**Image object location entries**
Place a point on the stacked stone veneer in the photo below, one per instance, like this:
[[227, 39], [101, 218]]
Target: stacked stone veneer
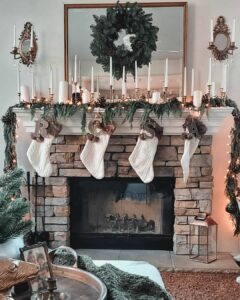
[[190, 198]]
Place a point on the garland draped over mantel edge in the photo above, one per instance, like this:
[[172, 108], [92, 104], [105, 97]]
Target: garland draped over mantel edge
[[128, 110]]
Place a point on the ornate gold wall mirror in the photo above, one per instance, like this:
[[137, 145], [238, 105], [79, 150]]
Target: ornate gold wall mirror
[[222, 46], [27, 49], [169, 17]]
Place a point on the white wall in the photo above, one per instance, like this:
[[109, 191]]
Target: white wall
[[47, 17]]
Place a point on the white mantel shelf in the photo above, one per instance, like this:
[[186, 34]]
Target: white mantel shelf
[[172, 125]]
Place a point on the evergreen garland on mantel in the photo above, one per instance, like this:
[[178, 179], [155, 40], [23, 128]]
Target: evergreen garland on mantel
[[128, 110]]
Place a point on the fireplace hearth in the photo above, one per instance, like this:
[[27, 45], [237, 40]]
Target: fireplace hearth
[[122, 213]]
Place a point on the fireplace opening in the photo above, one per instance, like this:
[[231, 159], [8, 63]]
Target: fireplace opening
[[122, 213]]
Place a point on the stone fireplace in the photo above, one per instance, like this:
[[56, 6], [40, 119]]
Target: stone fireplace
[[188, 200]]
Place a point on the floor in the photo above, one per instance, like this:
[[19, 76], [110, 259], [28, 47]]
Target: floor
[[166, 260]]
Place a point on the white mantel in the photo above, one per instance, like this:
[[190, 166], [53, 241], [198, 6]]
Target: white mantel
[[172, 125]]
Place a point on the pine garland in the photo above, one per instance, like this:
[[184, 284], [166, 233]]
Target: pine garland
[[128, 110]]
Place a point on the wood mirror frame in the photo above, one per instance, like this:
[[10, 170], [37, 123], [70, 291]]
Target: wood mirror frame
[[68, 7], [221, 30]]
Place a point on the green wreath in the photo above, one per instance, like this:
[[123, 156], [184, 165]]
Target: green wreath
[[141, 39]]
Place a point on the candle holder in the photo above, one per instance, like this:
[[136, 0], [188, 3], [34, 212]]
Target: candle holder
[[92, 98], [137, 93], [165, 93], [148, 96]]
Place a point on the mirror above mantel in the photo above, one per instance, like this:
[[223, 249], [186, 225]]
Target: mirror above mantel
[[170, 18]]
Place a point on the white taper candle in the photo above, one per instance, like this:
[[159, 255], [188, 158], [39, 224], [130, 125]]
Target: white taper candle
[[211, 31], [92, 81], [79, 73], [75, 69], [110, 81], [31, 40], [166, 73], [185, 82], [213, 90], [233, 31], [210, 71], [197, 98], [33, 86], [50, 80], [14, 35], [192, 85], [224, 78], [97, 86], [136, 75], [123, 82], [18, 78]]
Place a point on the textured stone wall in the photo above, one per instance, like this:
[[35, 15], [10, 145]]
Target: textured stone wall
[[190, 198]]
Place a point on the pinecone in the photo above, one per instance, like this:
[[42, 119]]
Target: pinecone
[[101, 102]]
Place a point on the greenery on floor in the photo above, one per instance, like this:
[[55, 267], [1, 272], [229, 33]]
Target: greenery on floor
[[13, 207]]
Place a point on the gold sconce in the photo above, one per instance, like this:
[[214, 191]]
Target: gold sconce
[[222, 42], [27, 49]]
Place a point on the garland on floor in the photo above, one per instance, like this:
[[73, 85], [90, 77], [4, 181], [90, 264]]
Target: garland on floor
[[13, 207], [128, 110]]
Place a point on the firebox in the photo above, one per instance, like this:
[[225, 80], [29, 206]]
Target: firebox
[[122, 213]]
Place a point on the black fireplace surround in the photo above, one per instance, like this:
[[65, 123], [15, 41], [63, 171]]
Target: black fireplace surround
[[121, 213]]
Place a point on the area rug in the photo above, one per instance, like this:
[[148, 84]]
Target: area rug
[[201, 286]]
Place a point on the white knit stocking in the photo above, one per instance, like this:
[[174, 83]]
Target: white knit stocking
[[39, 156], [190, 147], [92, 155], [142, 158]]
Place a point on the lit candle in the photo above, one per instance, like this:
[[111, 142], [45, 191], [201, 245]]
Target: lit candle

**TASK**
Reproduce, without any changes, the stretch of the listing from the line containing "Place a point on the candle" through the line containing "[[170, 18]]".

**TASK OUTPUT**
Place a point on the candle holder in the photo above, one per instance, like this:
[[136, 0], [188, 3], [34, 212]]
Target: candle holder
[[92, 98], [137, 93], [165, 93], [148, 96]]
Place a point on the mirror above mantel in the photo above, one per instance, like this:
[[223, 249], [186, 225]]
Target: mirror above mantel
[[170, 18]]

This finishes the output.